• **Excerpted text**:
▽

2008 Cash Bonus for Named Executive Officers
     The Committee also approved the award of cash bonuses to the named executive officers listed in the table below, to be paid upon achievement of the following corporate bonus objectives established by the Committee and subject to reduction if the goals are not achieved:
    Achievement of specified 2008 annual revenue and gross margin goals, subject to 25% reduction of bonus if not achieved.
    Completion of Phase 3 clinical development activities for Lymphoseek and filing of the new drug application for Lymphoseek with the United States Food and Drug Administration by December 31, 2008, subject to 50% reduction of bonus if not achieved.
    Discretionary bonus, equal to 25% of the total bonus objective.
     The final amount of any cash bonus to be paid to the named executives will be subject to the determination of the Committee at a meeting to be held after the delivery of the financial statements of the Company for the year ending December 31, 2008, and adjusted by the weighting percentage, if any of the overall corporate objectives were not achieved.
         
        2008 Maximum Cash Bonus
Name   Position   Amount
David C. Bupp
  President and Chief Executive Officer   $80,000
 
       
Brent L. Larson
  Vice President, Finance, Chief    
 
  Financial Officer, Treasurer and    
 
  Secretary   $30,000
 
       
Anthony K. Blair
  Vice President, Manufacturing Operations   $31,400
2009 Cash Bonus for Named Executive Officers
     In addition, the Committee established cash bonus performance goals for the named executive officers listed in the table above, to be paid in the first quarter of 2010 in amounts to be determined by the Committee upon achievement of the following corporate goals, and subject to reduction if the goals are not achieved:
    Achievement of specified 2009 annual revenue and gross margin goals, subject to 25% reduction of bonus if not achieved.

△

From the excerpt on executive cash bonuses, pull out the passage starting at "Discretionary bonus, equal" and ending at "were not achieved.", word for word.

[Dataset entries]
▽

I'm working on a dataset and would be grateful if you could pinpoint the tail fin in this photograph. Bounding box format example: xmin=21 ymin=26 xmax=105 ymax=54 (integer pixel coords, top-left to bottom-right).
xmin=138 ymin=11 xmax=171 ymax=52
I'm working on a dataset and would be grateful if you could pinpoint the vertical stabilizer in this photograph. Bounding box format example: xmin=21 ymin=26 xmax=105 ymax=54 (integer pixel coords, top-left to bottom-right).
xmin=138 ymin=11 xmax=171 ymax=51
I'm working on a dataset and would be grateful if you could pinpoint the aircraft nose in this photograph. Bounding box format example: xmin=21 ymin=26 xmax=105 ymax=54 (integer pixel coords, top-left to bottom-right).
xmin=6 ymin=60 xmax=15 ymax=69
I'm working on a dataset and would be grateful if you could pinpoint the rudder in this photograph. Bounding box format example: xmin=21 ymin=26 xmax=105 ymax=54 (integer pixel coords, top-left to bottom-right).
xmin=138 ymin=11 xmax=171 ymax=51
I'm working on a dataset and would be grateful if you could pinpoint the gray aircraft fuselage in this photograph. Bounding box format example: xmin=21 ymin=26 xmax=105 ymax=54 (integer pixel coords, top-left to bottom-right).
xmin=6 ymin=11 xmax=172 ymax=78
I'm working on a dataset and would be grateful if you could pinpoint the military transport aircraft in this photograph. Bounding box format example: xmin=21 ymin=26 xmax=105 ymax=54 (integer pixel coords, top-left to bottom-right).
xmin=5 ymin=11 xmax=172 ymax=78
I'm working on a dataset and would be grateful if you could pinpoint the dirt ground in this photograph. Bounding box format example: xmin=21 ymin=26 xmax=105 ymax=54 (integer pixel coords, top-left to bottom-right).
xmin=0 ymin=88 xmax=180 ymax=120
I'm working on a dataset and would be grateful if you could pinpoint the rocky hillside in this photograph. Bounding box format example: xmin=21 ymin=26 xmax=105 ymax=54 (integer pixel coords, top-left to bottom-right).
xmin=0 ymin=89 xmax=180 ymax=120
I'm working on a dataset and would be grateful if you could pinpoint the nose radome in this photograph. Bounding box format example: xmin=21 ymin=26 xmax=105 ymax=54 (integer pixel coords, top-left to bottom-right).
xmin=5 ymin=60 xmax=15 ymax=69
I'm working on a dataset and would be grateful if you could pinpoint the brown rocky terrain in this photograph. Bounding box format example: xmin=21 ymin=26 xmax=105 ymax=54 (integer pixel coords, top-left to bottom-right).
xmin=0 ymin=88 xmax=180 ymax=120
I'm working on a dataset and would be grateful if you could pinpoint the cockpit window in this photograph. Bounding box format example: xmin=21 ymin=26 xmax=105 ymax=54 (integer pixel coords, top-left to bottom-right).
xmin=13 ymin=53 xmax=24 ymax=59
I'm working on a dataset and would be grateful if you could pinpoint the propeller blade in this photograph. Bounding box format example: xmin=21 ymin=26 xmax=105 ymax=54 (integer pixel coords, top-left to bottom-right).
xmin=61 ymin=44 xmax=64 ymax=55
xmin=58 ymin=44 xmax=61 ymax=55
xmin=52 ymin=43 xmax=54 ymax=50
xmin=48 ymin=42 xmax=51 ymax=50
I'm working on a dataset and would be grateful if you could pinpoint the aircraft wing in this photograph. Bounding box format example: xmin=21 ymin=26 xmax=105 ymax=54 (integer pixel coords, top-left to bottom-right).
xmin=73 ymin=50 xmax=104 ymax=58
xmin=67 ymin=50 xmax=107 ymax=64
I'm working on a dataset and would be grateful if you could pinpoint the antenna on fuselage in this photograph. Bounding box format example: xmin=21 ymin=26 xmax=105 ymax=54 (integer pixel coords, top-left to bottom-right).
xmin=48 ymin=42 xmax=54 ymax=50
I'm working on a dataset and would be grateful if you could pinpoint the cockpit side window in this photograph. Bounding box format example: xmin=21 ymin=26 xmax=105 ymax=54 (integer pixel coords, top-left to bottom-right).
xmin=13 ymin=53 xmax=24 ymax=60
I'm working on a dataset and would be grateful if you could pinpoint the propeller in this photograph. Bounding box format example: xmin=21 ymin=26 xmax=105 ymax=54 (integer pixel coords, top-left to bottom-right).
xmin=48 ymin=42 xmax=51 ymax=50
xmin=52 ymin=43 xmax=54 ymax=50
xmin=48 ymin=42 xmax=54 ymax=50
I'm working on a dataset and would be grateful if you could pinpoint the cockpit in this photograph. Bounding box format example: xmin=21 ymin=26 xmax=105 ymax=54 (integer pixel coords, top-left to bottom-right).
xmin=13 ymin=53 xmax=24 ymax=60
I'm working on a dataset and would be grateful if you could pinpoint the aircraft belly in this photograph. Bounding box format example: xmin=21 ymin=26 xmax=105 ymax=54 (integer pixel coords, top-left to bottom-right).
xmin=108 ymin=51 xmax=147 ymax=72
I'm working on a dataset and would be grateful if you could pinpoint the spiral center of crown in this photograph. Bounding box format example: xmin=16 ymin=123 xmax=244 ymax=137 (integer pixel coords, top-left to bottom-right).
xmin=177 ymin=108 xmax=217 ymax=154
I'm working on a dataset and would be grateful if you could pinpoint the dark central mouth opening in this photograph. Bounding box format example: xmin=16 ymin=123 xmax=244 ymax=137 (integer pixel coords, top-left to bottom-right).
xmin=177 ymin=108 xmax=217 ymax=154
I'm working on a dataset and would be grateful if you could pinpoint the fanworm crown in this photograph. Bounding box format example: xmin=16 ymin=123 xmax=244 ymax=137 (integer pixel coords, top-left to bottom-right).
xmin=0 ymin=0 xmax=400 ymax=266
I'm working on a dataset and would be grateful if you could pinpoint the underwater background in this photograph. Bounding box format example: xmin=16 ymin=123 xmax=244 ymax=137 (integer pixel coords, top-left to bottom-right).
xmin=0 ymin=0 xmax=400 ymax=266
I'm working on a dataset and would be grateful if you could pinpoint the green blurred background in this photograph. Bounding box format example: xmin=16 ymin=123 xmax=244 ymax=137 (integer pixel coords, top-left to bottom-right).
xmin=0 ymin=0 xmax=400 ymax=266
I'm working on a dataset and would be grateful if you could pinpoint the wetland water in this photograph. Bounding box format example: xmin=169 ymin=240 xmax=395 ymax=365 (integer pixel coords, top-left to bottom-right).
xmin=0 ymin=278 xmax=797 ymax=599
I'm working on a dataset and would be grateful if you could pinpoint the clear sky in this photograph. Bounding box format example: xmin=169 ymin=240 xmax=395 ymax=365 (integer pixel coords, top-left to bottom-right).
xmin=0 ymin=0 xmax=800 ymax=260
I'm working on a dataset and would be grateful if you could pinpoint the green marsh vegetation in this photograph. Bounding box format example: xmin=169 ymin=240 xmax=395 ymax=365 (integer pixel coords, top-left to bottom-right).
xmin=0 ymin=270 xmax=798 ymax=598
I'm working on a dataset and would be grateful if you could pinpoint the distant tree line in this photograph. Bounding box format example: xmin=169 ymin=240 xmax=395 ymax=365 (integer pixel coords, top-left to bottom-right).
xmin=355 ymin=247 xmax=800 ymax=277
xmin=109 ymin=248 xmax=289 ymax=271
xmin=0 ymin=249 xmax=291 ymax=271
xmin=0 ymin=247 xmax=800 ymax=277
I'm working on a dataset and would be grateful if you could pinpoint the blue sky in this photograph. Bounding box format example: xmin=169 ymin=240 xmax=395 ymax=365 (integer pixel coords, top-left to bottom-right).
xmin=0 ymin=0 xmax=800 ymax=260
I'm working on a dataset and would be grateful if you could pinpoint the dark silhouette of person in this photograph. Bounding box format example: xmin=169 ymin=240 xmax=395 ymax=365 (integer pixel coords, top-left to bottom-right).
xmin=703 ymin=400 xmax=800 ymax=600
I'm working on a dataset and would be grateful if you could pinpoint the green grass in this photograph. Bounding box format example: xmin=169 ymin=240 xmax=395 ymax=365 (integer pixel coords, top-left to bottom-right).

△

• **Expected answer**:
Discretionary bonus, equal to 25% of the total bonus objective.
     The final amount of any cash bonus to be paid to the named executives will be subject to the determination of the Committee at a meeting to be held after the delivery of the financial statements of the Company for the year ending December 31, 2008, and adjusted by the weighting percentage, if any of the overall corporate objectives were not achieved.